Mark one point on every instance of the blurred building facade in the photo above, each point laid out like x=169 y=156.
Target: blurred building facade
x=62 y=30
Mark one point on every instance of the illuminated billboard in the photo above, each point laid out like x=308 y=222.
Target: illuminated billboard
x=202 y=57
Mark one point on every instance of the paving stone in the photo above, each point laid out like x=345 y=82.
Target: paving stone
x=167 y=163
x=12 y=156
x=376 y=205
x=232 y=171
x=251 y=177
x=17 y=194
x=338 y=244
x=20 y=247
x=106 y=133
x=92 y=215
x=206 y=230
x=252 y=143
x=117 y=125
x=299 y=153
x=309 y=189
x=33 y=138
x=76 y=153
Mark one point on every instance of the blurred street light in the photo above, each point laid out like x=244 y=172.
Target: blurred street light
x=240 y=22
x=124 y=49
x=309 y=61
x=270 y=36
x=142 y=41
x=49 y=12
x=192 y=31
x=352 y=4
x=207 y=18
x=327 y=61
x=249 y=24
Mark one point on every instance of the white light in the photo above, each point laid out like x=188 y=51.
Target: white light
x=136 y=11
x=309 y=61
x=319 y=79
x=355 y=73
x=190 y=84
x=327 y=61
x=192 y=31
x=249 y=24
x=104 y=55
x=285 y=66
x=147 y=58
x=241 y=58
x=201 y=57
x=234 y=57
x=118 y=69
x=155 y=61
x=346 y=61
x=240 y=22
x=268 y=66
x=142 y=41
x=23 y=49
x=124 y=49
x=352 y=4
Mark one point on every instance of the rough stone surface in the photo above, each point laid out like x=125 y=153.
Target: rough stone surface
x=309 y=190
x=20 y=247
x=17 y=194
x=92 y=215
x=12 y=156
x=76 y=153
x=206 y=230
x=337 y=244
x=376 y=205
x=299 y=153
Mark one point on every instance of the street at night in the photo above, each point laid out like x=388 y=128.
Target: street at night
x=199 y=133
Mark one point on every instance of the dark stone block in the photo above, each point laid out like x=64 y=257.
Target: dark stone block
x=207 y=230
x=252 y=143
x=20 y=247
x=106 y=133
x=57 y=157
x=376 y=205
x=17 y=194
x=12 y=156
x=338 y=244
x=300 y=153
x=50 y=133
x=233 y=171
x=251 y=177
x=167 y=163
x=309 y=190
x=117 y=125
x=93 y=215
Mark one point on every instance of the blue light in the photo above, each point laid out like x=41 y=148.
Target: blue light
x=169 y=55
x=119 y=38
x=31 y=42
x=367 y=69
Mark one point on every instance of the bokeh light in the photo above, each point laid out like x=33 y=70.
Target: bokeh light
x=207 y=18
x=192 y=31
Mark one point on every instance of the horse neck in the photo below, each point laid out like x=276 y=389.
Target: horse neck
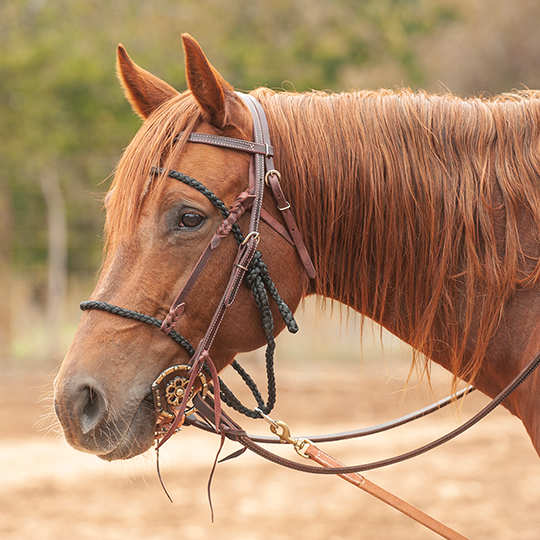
x=386 y=189
x=320 y=142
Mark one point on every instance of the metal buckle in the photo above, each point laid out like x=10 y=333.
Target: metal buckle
x=282 y=430
x=271 y=171
x=252 y=234
x=168 y=390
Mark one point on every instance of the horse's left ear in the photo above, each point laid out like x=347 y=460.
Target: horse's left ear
x=213 y=93
x=144 y=91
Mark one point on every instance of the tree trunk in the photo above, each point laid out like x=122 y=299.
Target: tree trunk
x=57 y=260
x=5 y=274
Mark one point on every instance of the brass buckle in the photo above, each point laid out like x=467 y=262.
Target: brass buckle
x=252 y=234
x=271 y=171
x=282 y=430
x=169 y=389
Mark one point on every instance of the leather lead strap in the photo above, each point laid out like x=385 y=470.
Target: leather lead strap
x=392 y=500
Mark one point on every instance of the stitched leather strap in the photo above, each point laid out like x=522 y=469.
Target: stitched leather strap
x=402 y=506
x=272 y=179
x=252 y=147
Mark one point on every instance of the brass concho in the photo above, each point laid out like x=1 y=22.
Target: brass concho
x=169 y=390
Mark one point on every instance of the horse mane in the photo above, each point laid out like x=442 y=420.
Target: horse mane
x=418 y=207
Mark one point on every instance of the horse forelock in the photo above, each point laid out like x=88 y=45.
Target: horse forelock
x=156 y=144
x=417 y=208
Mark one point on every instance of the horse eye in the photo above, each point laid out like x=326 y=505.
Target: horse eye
x=191 y=219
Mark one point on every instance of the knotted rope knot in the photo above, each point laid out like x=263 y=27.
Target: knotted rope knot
x=172 y=318
x=239 y=206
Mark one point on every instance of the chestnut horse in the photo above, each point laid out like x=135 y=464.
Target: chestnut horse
x=421 y=212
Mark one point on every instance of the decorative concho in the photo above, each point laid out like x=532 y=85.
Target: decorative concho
x=175 y=390
x=169 y=390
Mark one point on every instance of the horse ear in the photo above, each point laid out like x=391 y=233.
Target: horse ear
x=209 y=88
x=144 y=91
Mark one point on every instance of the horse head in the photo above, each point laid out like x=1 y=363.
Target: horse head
x=157 y=228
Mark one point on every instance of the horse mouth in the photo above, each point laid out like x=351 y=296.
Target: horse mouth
x=139 y=435
x=115 y=436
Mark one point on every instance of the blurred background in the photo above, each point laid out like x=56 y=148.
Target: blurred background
x=64 y=123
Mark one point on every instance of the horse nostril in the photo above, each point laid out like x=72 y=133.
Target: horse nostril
x=93 y=410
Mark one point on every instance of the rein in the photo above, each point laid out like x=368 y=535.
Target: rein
x=176 y=386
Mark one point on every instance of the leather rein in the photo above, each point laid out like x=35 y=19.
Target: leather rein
x=175 y=386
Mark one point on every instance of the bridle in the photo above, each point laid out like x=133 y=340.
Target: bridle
x=175 y=386
x=171 y=391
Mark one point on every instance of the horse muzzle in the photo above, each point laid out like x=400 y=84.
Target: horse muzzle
x=93 y=423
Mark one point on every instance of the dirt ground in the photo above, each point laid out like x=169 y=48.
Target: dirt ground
x=485 y=484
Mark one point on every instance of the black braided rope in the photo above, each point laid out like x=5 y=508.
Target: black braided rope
x=258 y=280
x=135 y=315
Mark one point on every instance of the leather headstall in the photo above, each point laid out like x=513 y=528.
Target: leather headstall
x=261 y=171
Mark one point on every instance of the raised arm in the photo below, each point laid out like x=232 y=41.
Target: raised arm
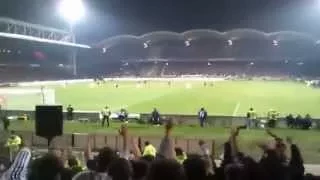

What to do – Reproduce word for word the lines from the one containing "Target: dirt ground" through the end of the data, both ends kept. Drop the pictures.

Solution to this task –
Target: dirt ground
x=485 y=484
Mark one point on every instance of the black braided rope in the photo above, each point laid out like x=5 y=508.
Target: black braided rope
x=258 y=280
x=135 y=315
Mark one point on every instance of the leather headstall in the photo above, each point laid out like x=513 y=528.
Target: leather headstall
x=261 y=171
Mark one point on every instance of the raised arm in the photo below, each point laid out like x=232 y=41.
Target: raised arm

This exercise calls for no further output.